PROBLEM 1. In the Horus Heresy card game article, retype the passage word for word, beginning at the words "Following the sale" and stopping after the words "wins the game.".
PROBLEM 2. According to the Horus Heresy card game article, why was work on the game and its sale ended in 2008? Answer in one to three sentences.

EXCERPT TO READ.
Horus Heresy
- Sanguinius: Bane of Daemons; Illustrated by Tiernan Trevallion; Card 33 ("Ultra-rare"); "Siege of Terra" booster pack;
- Designers: Ryan Miller; Luke Peterschmidt;
- Illustrators: Many, including:; Adrian Smith; John Blanche; Franz Vohwinkel;
- Publishers: Sabertooth Games
- Publication: 2003
- Years active: 2003–2008
- Genres: Collectible card game
- Languages: English; French; German;
- Players: 2
- Playing time: Approx. 30 min (Base Set)
- Chance: Some
- Age range: 12+
- Skills: Arithmetic; Basic reading ability; Card playing;
- Media type: Playing cards (plastic, foil)

= Horus Heresy (card game) =

Collectible trading card game

Horus Heresy is an out-of-print collectible card game originally produced in 2003 by Sabertooth Games. The game is set in the Warhammer 40,000 fictional universe developed by parent company Games Workshop. It attempts to recreate the struggle between the Loyalist forces of the Emperor of Mankind and the Traitor forces of Warmaster Horus, during the civil war known as the Horus Heresy. The game's development and sale by the publisher were discontinued in 2008, following financial difficulties at the parent company.

==History==
The original game package (Base Set) was released in 2003. The starter pack included several decks, rulesets for the opposing sides, and a variety of accessories and components. Promotional foil cards were also produced, as well as "story cards" that describe the background. Following the game's English language release, versions in other languages were also sold. Booster packs and other companion products were released in the years that followed; the last such set was published in 2005.

The game ruleset and mechanics were designed by Ryan Miller and Luke Peterschmidt. The cards and foils were illustrated by a number of artists from Sabertooth Games' art and design department; background text was provided by Games Workshop writers. The game is set during the Horus Heresy, a galaxy-wide civil war and cornerstone event of the far future fictional universe that is the campaign setting of Games Workshop's Warhammer 40,000 wargame system. The war is set in motion by Horus, previously Warmaster (supreme military commander) of the Imperium of Man and favorite of the Emperor.

The setting for each game set (base or expansion) is limited to a single significant battle or confrontation in the Heresy conflict. (Note: The defending player in the Base Set game may choose, as setting, one of two early Heresy campaigns: the Battle of Isstvan III or the Battle of Prospero, each represented on one side of double-sided sector cards.) However the sets as a collection broadly cover the entire span of the campaign, from its earliest major battle to the final confrontation. The illustrations, annotations, and text provided new information on the Horus Heresy in general; the art joined previous work (in other Horus Heresy products) as the event's initial established imagery. Both art and story text were reproduced in later Games Workshop products.

Following the sale of most Sabertooth Games assets by parent company Games Workshop in 2008, further development or sale of the game and related products was discontinued.

==Gameplay overview==
A single game of the Horus Heresy Base Set features two commanders and their respective fleets and armies struggling over control of a planet. The attacker and defender fight for control of three sectors which are deemed key to winning the planet. The game ends if either player captures two sectors, or after four complete turns have elapsed. In the case of neither player capturing two sectors within the allotted play period, whoever has won more sectors (i.e. a single sector while the opponent has none), or the most valuable sector (in the case of each player having won a single sector), wins the game.

DATA RECORDS.

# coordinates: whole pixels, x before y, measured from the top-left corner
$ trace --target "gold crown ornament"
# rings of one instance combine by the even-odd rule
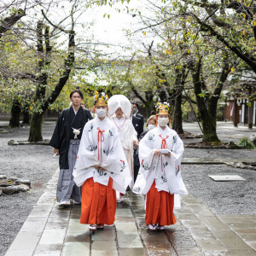
[[[108,96],[105,92],[99,93],[97,90],[95,92],[95,96],[93,96],[95,101],[96,107],[107,107]]]
[[[169,108],[170,108],[170,105],[168,102],[166,102],[164,103],[157,102],[157,104],[155,106],[156,112],[157,112],[156,115],[167,114],[170,116]]]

CORRECT OUTPUT 1.
Following the sale of most Sabertooth Games assets by parent company Games Workshop in 2008, further development or sale of the game and related products was discontinued.

==Gameplay overview==
A single game of the Horus Heresy Base Set features two commanders and their respective fleets and armies struggling over control of a planet. The attacker and defender fight for control of three sectors which are deemed key to winning the planet. The game ends if either player captures two sectors, or after four complete turns have elapsed. In the case of neither player capturing two sectors within the allotted play period, whoever has won more sectors (i.e. a single sector while the opponent has none), or the most valuable sector (in the case of each player having won a single sector), wins the game.

CORRECT OUTPUT 2. The game's development and sale were discontinued in 2008 after parent company Games Workshop ran into financial difficulties. That year Games Workshop sold most of Sabertooth Games' assets.